--- BRANO SELEZIONATO ---

Certamente la natalità e l’invecchiamento della popolazione, ma gli ambiti coinvolti sono moltissimi: pensi alle politiche sociosanitarie, cioè a come siamo attrezzati alla cura di una popolazione che invecchia, all’inserimento lavorativo, in particolare dei giovani e delle donne, all’aumento della capacità produttiva delle imprese a fronte della diminuzione di popolazione attiva e di lavoratori, alla tenuta del sistema previdenziale, al ruolo della scuola e dell’università. C’è poi il tema delle politiche abitative, dei servizi nelle aree interne, delle politiche migratorie.

Spesso nell’analisi di fenomeni così complessi in Italia è emersa una certa fatica a ragionare, diciamo così, a partire dai dati. Concorda?

--- MATERIALE FORNITO ---

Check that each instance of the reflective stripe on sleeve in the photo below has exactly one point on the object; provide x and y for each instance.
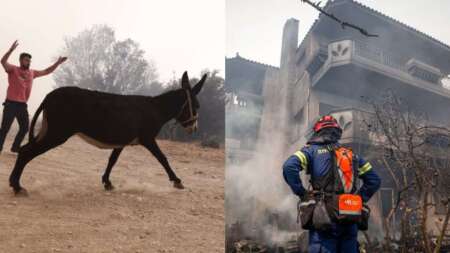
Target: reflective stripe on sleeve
(302, 158)
(366, 167)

---

* _IL TUO OBIETTIVO_
Nel brano selezionato, quali due gruppi vengono indicati in particolare a proposito dell'inserimento lavorativo? Il materiale non serve per svolgere il compito.

* _RISPOSTA COMPLETA_
I giovani e le donne.